- EXCERPTED PASSAGE -
**********
Prosecutors go after crisis profiteers who made illegal deals on masks

Posted on : 2020-04-15 19:01 KST Modified on : 2020-04-15 19:30 KST
Distributors, brokers sold off masks at seven times their value to consumers during COVID-19 crisis
People buy masks at a supermarket in Seoul’s Seocho District on Apr. 1. (Yonhap News)
People buy masks at a supermarket in Seoul’s Seocho District on Apr. 1. (Yonhap News)

Because of illegal deals between mask distributors and brokers, masks that were manufactured for just 300 won were supplied to the South Korean market for more than seven times the price. Along the way, distributors and brokers siphoned off tens of millions of won in commission.

A team at the Seoul Central District Prosecutors’ Office in charge of looking into disruptions in the distribution of public health supplies investigated 70 companies implicated in the illegal manufacture and distribution of masks. As a result of this investigation, three people were detained on charges of disrupting public distribution, 27 people were indicted without being detained, and 9 people were given summary indictments, the team announced on Apr. 14.

This past February, the scarcity of masks became a major issue in society after the government raised the alert level for the COVID-19 outbreak to “severe,” the highest level. The Seoul office of the prosecutors responded by setting up the team on Mar. 2 and instructing it to focus its investigation on serious offenses that were distorting the mask distribution system.

Investigators learned that masks were sold for an excessive profit as they made their way through the contorted distribution system. In one case discovered by the prosecutors, a distribution company purchased 200,000 masks from a manufacturer for 66 million won (US$54,373), or 330 won (US$0.27) per mask.
**********
- STUDY MATERIAL -

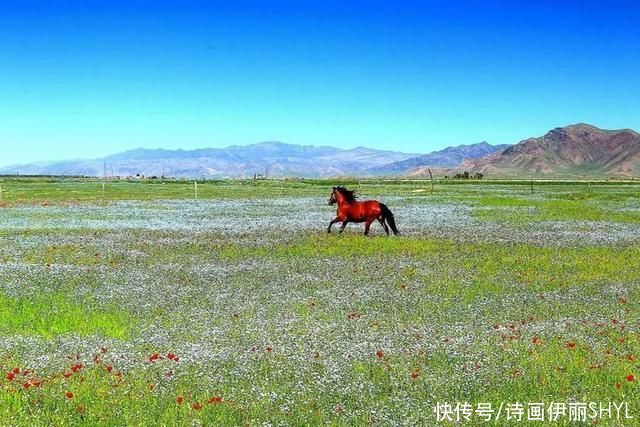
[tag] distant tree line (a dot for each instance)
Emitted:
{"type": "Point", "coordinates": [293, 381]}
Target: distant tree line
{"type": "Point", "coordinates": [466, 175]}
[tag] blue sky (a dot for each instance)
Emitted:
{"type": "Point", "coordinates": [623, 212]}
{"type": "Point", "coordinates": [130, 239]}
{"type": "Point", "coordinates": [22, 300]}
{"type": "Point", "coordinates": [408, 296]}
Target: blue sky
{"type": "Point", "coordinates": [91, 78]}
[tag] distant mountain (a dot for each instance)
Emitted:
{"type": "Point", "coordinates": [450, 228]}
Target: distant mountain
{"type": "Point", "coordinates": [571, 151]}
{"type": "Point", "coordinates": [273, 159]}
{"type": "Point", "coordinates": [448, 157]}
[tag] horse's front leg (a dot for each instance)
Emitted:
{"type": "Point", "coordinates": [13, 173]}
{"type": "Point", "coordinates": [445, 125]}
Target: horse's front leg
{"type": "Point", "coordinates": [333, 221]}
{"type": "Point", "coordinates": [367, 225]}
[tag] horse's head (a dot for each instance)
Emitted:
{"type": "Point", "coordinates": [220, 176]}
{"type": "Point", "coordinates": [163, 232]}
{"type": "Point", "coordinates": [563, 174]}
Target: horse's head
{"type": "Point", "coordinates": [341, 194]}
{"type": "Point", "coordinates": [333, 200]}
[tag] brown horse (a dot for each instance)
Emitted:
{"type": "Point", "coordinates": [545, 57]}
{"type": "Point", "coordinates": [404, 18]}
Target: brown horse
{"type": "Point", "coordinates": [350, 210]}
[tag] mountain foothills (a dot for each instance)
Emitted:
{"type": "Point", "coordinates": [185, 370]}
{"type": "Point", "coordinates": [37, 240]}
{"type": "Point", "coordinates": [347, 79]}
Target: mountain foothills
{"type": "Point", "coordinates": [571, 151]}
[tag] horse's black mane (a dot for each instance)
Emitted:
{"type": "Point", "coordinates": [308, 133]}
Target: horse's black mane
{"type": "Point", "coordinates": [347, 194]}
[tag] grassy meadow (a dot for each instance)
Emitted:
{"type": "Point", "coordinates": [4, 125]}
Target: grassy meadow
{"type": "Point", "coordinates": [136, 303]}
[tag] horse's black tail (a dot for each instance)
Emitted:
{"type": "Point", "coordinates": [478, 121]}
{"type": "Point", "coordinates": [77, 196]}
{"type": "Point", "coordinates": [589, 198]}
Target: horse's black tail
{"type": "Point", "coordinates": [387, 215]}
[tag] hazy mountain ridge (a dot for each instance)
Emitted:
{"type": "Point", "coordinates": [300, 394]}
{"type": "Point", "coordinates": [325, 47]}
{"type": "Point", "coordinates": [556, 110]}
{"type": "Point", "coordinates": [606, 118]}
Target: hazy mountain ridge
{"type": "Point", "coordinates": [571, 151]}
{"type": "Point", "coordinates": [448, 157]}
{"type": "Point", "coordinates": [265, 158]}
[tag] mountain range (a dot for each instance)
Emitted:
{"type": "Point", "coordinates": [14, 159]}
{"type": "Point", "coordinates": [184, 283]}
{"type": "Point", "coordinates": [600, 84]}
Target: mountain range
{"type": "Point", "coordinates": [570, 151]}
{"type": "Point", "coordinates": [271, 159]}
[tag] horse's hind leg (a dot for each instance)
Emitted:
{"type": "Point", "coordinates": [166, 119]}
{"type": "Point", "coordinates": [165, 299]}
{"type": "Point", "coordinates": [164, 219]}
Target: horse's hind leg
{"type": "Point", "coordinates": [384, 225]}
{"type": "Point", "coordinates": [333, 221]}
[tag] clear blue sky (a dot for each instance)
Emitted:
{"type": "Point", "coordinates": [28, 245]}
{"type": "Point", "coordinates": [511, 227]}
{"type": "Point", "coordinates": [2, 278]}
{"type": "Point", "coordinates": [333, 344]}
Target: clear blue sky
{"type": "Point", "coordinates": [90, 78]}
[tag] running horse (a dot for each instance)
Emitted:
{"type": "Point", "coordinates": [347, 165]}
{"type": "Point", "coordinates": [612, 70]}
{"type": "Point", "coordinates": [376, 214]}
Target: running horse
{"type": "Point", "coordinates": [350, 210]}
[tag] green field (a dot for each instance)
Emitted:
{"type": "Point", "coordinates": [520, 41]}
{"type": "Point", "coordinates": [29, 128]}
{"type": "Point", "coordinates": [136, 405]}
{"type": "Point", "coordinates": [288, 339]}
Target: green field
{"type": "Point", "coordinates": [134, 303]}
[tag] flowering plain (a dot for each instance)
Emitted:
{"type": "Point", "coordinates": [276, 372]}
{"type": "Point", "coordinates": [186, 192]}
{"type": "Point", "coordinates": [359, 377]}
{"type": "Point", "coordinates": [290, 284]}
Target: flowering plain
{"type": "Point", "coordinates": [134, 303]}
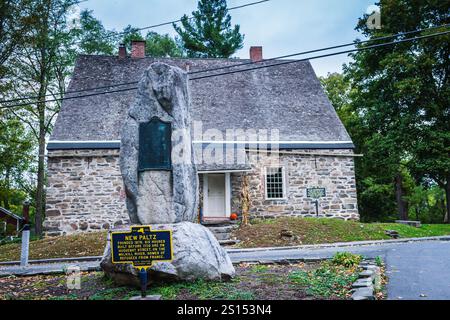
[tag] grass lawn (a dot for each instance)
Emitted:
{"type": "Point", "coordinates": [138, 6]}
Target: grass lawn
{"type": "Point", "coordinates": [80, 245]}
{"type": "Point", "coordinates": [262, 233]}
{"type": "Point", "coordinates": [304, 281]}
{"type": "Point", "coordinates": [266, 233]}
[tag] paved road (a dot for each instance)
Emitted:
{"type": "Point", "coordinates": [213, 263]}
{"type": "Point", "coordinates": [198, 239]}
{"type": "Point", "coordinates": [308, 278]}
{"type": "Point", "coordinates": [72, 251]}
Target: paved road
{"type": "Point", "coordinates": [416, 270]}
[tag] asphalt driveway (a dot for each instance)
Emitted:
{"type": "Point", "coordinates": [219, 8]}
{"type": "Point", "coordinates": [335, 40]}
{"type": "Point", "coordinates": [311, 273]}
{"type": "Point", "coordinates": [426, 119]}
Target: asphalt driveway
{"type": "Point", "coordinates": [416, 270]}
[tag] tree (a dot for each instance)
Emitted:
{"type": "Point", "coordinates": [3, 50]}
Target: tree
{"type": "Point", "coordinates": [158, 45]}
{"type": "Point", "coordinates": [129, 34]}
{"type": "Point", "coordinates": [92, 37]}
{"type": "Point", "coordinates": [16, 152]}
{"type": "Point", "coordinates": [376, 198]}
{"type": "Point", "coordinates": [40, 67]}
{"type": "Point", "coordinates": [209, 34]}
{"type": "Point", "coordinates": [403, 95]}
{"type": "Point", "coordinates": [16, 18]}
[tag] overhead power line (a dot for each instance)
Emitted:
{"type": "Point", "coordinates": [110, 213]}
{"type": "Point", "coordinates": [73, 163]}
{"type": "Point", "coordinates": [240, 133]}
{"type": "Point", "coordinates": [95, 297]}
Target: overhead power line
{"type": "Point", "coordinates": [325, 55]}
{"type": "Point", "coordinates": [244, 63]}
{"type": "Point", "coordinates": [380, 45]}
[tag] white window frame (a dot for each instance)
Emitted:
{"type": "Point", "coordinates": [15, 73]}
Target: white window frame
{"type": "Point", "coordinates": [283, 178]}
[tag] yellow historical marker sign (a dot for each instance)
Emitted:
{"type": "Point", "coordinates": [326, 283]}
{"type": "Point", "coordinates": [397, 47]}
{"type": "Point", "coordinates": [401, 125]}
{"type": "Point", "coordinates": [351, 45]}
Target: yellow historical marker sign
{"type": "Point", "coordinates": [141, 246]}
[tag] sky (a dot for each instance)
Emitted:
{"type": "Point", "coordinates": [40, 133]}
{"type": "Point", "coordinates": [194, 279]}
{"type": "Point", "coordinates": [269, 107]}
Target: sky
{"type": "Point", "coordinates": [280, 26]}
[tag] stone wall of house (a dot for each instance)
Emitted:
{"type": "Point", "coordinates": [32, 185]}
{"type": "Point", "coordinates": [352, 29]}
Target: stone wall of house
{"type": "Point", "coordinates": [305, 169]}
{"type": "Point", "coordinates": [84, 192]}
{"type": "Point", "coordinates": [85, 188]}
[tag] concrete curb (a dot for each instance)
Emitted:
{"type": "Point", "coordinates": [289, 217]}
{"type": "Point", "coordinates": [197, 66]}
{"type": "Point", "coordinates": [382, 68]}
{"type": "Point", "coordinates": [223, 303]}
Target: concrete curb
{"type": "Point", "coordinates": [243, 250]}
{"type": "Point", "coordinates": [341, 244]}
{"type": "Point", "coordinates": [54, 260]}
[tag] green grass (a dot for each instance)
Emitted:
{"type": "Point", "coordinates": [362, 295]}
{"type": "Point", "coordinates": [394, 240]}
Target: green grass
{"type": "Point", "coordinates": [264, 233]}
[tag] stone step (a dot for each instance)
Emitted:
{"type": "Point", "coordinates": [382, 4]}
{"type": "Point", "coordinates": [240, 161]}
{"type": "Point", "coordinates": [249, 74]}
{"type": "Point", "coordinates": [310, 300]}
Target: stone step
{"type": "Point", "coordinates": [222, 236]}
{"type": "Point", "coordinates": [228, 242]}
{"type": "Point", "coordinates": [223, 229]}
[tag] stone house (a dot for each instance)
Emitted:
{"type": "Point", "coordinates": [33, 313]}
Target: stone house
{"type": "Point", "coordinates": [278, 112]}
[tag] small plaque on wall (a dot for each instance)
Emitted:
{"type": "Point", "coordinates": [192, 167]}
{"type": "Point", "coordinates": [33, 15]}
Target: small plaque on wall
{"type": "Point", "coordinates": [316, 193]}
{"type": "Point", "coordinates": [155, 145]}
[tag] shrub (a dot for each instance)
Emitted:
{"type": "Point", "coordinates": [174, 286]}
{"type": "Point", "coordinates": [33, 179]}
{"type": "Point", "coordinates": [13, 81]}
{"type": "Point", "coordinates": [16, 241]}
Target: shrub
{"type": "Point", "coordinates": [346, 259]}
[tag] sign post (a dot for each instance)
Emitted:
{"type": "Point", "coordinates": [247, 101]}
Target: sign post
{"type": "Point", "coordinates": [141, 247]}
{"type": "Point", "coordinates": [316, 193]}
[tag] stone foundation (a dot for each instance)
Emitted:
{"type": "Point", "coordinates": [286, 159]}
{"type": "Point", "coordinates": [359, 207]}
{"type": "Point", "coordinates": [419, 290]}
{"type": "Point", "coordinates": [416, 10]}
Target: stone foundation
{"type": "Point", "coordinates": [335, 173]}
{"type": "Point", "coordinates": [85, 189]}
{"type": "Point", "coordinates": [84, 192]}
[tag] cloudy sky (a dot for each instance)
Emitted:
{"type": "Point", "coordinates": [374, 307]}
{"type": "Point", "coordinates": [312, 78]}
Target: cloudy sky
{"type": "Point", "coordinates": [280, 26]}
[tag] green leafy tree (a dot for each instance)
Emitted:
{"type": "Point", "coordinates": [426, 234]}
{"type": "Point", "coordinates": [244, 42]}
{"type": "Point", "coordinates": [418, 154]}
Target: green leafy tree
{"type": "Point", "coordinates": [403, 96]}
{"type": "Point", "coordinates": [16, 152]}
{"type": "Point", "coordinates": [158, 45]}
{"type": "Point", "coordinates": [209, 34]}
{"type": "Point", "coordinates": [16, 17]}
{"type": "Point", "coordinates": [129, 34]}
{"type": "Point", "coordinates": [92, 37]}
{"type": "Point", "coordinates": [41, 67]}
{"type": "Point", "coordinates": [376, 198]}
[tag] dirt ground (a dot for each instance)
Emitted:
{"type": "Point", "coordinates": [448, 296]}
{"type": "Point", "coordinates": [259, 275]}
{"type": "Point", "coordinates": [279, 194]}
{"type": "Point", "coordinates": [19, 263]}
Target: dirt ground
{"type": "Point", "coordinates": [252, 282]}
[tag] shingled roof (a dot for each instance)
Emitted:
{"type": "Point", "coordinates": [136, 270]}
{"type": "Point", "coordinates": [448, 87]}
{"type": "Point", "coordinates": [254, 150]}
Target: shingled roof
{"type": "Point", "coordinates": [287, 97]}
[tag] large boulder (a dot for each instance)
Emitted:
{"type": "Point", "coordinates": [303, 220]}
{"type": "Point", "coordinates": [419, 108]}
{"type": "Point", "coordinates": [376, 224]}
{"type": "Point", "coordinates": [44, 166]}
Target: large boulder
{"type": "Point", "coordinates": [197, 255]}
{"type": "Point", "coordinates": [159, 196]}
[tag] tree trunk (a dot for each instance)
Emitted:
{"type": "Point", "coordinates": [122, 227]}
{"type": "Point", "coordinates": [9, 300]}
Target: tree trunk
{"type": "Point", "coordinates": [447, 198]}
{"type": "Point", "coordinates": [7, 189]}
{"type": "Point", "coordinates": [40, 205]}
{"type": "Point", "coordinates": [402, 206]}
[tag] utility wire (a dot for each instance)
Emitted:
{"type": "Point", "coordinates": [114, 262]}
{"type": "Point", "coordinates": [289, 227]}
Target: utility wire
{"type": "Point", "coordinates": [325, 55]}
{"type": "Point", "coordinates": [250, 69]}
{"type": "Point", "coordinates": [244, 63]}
**********
- STUDY QUESTIONS -
**A)** In the mask profiteering article, on what date did the Seoul office of the prosecutors set up its team?
**B)** Write the next few paragraphs of the mask profiteering article, picking up after its final sentence.

- ANSWERS -
**A)** Mar. 2

**B)**
But as the bundles of masks passed through three separate distributors (both individuals and corporations), the price rose first to 240 million won (US$197,720, or US$0.99 per mask), then to 330 million won (US$27,744, or US$1.36 per mask), and finally to 429 million won (US$353,267, or US$1.77 per mask). The price kept rising because brokers involved in each stage of distribution were collecting commissions in the millions and tens of millions of won.

Since the 200,000 masks were sold by the final distributor (which had bought them for 429 million won, or US$353,264) to Hope Bridge at no margin, they ended up being sold to consumers for seven times their factory cost.

The prosecutors also turned up examples of manufacturers who’d broken the law by skipping the necessary testing of the MB filters that are the primary component in the masks. Unwilling to spend the time necessary to conduct suitability testing on the MB filters, one mask manufacturer used 52 tons of untested filters imported between December 2019 and February 2020 to manufacture and distribute 26.14 million masks.

In another incident, a mask buyer was defrauded of a 130 million won (US$107,050) deposit after being given a tour of a fake factory by a swindler who had neither the ability nor intent to deliver the promised masks. The prosecutors said they’d seized about 6 million masks and related materials during the course of their investigation, which were later sold to the public through government-approved retailers.